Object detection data

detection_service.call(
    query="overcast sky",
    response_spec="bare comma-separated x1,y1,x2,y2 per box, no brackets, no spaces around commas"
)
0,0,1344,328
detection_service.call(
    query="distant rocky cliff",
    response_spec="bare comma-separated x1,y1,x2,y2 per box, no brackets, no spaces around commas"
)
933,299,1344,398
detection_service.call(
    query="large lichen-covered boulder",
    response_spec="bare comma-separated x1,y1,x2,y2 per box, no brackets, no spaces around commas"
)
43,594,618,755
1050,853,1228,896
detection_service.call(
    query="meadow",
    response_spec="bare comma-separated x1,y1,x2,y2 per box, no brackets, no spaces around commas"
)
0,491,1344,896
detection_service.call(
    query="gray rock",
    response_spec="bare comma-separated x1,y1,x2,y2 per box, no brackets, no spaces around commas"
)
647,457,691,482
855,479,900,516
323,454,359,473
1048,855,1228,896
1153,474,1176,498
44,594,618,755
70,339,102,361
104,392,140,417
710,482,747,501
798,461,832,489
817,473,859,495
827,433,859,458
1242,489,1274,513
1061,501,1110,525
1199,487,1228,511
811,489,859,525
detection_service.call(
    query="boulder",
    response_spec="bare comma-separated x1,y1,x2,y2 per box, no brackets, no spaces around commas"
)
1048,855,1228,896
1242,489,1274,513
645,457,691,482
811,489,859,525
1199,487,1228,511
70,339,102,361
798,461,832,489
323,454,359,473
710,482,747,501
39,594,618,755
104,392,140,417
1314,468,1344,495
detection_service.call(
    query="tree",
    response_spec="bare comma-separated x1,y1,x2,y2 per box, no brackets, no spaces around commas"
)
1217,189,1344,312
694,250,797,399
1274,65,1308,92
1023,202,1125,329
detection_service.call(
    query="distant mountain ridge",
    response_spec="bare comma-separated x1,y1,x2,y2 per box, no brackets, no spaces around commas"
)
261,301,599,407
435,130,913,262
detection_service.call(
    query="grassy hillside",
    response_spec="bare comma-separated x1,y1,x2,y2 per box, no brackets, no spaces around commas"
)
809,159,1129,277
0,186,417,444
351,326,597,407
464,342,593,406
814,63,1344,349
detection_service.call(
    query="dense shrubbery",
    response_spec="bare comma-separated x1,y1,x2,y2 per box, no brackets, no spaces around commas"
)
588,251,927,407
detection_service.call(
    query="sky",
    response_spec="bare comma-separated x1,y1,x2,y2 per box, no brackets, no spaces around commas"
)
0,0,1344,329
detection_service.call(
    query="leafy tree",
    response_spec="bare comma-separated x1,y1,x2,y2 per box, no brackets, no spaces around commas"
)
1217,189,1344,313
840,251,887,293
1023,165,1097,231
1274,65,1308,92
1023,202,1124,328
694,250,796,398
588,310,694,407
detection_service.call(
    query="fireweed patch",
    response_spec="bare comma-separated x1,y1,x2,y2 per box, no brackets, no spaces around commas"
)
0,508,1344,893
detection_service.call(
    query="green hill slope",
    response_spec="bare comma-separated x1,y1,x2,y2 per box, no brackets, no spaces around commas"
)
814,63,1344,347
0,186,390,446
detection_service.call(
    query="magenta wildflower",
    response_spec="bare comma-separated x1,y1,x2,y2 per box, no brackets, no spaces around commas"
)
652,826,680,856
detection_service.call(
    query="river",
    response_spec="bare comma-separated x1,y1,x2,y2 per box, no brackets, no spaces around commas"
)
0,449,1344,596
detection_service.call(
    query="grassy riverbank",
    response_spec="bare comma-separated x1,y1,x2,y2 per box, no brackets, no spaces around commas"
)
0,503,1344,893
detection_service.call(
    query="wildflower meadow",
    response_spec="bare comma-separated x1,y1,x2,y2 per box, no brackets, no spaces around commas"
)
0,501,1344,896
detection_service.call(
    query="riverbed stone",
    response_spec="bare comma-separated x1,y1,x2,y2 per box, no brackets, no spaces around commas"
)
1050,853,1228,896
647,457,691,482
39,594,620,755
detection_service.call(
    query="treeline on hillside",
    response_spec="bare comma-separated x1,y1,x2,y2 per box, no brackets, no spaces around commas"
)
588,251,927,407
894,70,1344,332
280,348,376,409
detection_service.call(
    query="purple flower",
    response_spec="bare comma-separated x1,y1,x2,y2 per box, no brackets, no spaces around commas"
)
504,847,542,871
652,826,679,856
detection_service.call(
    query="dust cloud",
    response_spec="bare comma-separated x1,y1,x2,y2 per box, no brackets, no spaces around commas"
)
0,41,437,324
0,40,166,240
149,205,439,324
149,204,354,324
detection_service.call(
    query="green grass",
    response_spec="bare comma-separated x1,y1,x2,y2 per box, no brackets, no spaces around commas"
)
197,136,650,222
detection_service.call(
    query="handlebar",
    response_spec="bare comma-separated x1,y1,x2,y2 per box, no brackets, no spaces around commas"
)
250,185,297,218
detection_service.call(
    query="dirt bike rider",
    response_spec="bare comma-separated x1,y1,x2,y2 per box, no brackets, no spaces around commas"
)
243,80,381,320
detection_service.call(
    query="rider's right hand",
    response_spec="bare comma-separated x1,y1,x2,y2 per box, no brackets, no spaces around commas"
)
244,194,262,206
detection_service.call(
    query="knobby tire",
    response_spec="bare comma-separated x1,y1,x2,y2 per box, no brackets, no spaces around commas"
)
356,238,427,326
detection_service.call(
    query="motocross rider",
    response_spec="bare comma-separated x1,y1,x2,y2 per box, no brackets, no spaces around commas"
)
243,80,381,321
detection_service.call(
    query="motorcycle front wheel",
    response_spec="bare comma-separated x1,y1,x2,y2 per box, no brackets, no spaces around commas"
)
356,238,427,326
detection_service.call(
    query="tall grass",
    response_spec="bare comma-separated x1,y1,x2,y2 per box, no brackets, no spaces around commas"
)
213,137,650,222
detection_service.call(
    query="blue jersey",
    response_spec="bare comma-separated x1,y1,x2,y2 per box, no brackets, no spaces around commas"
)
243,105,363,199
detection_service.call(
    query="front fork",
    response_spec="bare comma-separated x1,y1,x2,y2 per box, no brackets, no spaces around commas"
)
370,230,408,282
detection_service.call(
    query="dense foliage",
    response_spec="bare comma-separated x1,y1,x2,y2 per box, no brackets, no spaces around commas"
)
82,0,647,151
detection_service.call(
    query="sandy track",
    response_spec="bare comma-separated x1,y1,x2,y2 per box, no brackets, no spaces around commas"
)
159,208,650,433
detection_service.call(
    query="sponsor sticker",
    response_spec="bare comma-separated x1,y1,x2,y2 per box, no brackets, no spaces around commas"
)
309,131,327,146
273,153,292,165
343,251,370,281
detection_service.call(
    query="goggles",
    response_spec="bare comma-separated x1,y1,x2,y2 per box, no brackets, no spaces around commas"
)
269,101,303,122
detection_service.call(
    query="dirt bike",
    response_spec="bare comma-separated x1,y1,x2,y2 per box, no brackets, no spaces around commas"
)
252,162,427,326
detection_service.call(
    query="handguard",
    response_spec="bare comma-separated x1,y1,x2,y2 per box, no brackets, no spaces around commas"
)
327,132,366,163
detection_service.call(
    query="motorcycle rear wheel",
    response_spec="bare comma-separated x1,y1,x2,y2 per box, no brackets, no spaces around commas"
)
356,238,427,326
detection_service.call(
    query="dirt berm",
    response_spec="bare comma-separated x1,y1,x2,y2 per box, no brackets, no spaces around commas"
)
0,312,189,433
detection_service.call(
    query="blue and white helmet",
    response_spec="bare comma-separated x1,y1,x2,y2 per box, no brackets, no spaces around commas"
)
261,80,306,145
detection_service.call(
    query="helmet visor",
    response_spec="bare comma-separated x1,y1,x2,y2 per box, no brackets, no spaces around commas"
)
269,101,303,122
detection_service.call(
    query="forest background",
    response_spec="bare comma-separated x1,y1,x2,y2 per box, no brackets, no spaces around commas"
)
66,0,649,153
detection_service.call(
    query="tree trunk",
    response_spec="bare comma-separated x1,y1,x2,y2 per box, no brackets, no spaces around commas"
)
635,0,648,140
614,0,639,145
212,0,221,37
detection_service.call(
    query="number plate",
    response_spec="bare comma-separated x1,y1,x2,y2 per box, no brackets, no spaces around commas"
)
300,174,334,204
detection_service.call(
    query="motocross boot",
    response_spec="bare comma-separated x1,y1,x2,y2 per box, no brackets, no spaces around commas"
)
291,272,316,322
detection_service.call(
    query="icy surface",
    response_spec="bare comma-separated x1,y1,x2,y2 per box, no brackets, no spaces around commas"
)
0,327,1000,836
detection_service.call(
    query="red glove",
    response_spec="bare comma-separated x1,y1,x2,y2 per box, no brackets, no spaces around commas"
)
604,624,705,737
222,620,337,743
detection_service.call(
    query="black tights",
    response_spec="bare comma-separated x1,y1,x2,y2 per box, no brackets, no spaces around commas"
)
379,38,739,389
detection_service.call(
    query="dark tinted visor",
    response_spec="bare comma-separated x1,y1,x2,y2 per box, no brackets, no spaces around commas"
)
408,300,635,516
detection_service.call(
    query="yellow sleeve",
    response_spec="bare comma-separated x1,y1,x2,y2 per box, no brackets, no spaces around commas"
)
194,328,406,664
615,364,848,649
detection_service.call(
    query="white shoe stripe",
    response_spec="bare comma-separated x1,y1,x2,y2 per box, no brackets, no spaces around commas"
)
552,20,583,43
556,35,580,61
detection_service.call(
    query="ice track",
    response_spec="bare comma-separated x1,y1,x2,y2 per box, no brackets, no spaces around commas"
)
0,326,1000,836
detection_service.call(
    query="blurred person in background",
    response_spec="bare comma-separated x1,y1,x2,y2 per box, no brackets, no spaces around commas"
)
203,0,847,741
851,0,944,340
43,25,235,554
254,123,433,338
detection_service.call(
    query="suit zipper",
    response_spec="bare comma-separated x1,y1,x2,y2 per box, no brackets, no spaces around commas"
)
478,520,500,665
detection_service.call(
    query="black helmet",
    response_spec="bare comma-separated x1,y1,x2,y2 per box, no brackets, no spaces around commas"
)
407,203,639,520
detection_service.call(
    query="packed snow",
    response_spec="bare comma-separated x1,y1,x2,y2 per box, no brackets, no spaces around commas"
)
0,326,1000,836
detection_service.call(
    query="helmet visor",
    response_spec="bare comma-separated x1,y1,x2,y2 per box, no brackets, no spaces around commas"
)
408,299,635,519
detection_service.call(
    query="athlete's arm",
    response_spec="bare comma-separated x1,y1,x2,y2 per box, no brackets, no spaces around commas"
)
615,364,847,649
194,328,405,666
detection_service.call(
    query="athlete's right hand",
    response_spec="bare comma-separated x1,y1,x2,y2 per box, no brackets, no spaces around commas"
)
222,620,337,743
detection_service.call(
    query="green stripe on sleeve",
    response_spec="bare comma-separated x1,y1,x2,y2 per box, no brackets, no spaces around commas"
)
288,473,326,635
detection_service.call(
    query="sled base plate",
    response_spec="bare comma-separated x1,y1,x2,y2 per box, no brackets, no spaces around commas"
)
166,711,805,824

→ **Required work**
Pull out each line of the data above that contains the string "sleeve", and copy every such line in full.

→ **Written solution**
    query="yellow sleeve",
    query="green stripe on sleeve",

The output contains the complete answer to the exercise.